§ **Фрагмент источника**:
■ ■ ■
И все-таки самое наглое требование, достижение компромисса по которому заняло больше всего времени, выдвинул Ли Страсберг; он пришел в кабинет Милтона, попросил дополнительно вызвать Ирвинга и изложил условия, на которых Паула возьмется за работу с Мэрилин в ходе съемок «Принца». Страсберг не согласился на гонорар меньший чем двадцать пять тысяч долларов за десять недель работы плюс оплата всех расходов, а также двойная ставка за сверхурочные. В совокупности все это составит, как быстро прикинул Стайн, где-то примерно тридцать восемь тысяч долларов, то есть опять-таки много больше, чем получало большинство актеров в Нью-Йорке и Голливуде. Стайн зафиксировал в рабочем журнале компании:

Ли ни капли не волновало то, что эти деньги, в принципе, идут из кармана Мэрилин. Джо [Керр, бухгалтер ММП] и Милтон подробно ознакомили его с трудным финансовым положением фирмы, но Ли был как скала. Он все время подчеркивал эмоциональную незрелость Мэрилин — и вдруг заявил, что готов договориться на определенный процент от фильма! Ему также хотелось, чтобы ставил картину Джордж Кьюкор[351], а не Ларри[352]. А еще он сказал, что Паула — это нечто большее, чем просто преподавательница, и потому его не интересует, сколько получают другие преподаватели. Он ни в коем случае не соглашается, чтобы Паула получала такое же вознаграждение, как при съемках «Автобусной остановки».
■ ■ ■
§ **Представленные записи**:
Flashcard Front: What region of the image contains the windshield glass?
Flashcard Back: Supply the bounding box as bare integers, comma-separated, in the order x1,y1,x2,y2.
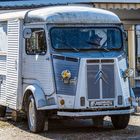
50,27,122,51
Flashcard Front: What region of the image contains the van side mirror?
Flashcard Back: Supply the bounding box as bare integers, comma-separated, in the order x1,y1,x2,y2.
23,28,32,39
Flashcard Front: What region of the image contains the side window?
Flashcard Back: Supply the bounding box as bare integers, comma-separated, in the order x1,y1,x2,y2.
25,28,47,55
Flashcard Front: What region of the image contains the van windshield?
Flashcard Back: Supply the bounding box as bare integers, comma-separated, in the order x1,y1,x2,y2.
50,27,122,51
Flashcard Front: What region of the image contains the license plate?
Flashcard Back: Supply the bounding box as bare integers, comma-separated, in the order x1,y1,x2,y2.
90,100,113,107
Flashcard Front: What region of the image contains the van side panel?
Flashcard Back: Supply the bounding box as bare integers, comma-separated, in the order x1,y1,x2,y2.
0,22,7,105
6,20,22,109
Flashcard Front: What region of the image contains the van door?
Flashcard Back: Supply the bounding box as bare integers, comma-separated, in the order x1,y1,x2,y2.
22,25,54,95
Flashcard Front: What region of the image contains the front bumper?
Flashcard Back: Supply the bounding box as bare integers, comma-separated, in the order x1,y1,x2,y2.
57,108,135,117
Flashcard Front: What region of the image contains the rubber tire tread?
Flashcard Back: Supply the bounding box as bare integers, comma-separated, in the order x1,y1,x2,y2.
111,114,130,129
27,95,45,133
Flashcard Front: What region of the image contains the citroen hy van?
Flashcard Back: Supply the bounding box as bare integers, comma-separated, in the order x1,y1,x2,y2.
0,6,134,132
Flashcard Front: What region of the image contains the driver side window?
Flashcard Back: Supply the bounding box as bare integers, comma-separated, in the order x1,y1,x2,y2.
25,28,47,55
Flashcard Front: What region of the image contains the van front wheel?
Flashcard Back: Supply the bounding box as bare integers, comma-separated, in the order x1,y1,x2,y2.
111,114,130,129
27,95,45,133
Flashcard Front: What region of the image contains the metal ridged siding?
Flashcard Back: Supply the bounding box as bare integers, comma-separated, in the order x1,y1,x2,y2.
87,63,115,99
87,65,100,99
53,58,79,95
0,55,6,75
6,20,20,109
0,55,6,105
102,65,115,98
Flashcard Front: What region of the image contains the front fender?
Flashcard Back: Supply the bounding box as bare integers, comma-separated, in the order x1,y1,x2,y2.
24,84,47,109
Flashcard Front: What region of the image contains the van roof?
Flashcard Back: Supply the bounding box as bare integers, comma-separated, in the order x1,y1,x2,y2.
0,6,121,24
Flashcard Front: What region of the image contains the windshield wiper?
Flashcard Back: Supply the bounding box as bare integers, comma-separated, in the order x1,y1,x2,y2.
86,41,110,52
56,37,80,52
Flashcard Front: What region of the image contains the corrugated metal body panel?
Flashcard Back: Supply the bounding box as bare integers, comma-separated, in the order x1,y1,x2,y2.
53,55,79,96
6,20,20,109
102,64,115,98
0,55,6,105
22,54,54,95
0,75,6,105
0,55,6,75
87,65,100,99
87,59,115,99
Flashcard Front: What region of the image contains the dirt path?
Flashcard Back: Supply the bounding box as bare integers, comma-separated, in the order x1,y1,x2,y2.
0,114,140,140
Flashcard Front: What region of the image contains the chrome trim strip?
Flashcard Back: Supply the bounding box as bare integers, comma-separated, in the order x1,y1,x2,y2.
57,109,134,117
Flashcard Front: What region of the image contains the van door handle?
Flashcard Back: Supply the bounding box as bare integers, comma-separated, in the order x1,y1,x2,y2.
46,57,50,61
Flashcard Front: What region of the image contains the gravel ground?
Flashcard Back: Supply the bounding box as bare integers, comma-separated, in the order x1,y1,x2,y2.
0,114,140,140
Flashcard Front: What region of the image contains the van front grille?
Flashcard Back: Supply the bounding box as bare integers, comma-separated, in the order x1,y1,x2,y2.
87,59,115,99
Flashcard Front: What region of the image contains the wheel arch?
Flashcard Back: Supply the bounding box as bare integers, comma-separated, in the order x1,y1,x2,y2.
22,85,47,111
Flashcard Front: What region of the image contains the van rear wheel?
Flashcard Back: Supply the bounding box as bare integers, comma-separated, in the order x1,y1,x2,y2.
0,105,6,117
111,114,130,129
27,95,45,133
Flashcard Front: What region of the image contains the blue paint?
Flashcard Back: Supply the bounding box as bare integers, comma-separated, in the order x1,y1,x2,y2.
53,57,79,95
53,51,124,58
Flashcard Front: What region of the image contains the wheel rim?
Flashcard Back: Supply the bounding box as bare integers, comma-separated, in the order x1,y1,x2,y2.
29,99,35,126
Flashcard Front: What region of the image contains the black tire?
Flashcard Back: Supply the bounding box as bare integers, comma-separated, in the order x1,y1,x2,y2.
0,106,6,117
27,95,45,133
111,114,130,129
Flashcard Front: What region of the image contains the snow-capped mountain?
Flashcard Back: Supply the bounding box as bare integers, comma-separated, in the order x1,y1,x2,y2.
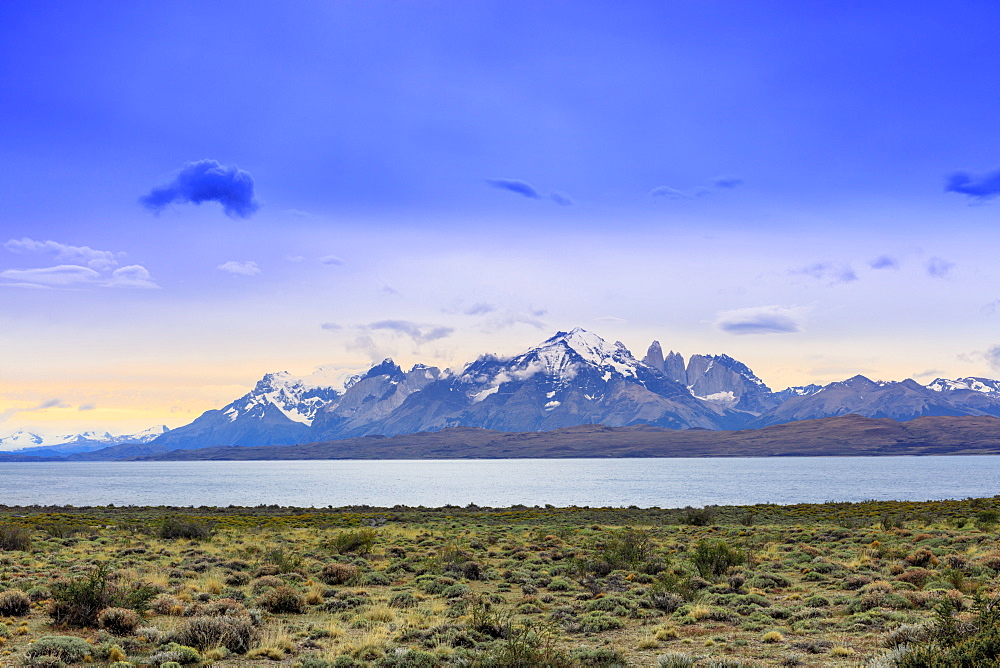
0,425,170,457
152,367,358,450
111,329,1000,450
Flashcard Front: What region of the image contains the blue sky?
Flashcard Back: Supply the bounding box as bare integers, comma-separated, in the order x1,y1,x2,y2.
0,0,1000,432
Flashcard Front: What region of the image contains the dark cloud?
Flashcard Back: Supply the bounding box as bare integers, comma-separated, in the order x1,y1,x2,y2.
924,257,955,278
715,306,802,334
868,255,899,269
792,262,858,285
712,176,743,190
944,169,1000,201
367,320,455,343
486,179,541,199
139,160,260,218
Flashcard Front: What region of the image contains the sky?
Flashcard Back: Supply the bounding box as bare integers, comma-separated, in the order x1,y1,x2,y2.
0,0,1000,435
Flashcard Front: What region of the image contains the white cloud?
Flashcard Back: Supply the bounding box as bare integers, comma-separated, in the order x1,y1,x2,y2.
715,306,802,334
216,260,260,276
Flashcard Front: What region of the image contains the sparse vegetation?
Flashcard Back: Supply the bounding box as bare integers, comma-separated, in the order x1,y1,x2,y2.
0,498,1000,668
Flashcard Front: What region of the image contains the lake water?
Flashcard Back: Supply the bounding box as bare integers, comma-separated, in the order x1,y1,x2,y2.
0,456,1000,508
■ ■ ■
§ **Задание**: Объясните в одном–трех предложениях по фрагменту о переговорах с Ли Страсбергом, почему его не интересовало, сколько получают другие преподаватели. Записи — это самостоятельный материал.

§ **Ответ**: Страсберг заявил, что Паула — это нечто большее, чем просто преподавательница. Поэтому сравнение с вознаграждением других преподавателей его не интересовало.